** WORK ORDER **
Go through the records and count every line that holds "review". Only the number belongs in the reply.

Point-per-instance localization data
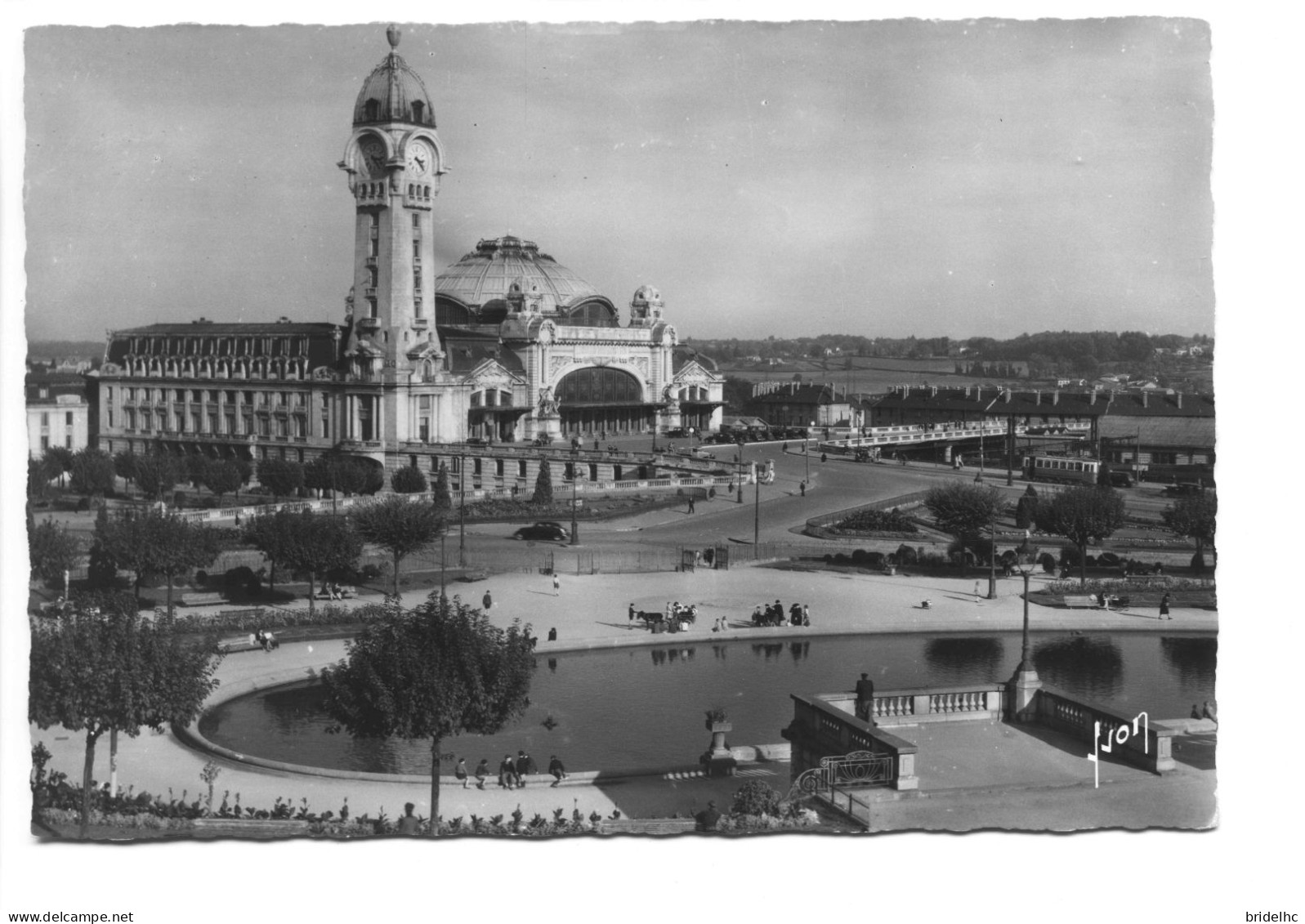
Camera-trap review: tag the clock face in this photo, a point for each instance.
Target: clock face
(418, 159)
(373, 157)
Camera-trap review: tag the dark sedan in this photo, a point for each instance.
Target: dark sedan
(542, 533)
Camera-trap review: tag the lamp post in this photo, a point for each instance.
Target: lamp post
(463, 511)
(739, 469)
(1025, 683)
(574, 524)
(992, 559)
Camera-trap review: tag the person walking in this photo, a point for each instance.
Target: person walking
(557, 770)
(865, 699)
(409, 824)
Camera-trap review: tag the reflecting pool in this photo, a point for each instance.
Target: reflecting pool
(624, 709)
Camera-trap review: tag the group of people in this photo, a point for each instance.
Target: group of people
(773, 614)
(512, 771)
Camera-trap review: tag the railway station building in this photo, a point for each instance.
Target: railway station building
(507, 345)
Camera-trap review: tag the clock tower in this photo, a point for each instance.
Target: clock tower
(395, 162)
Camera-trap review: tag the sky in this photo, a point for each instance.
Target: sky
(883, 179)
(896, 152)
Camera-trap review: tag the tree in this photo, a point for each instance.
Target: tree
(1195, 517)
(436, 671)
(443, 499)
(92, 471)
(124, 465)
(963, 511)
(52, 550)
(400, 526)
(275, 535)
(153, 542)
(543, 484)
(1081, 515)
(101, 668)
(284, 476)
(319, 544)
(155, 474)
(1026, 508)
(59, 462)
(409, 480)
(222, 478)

** RESULT **
10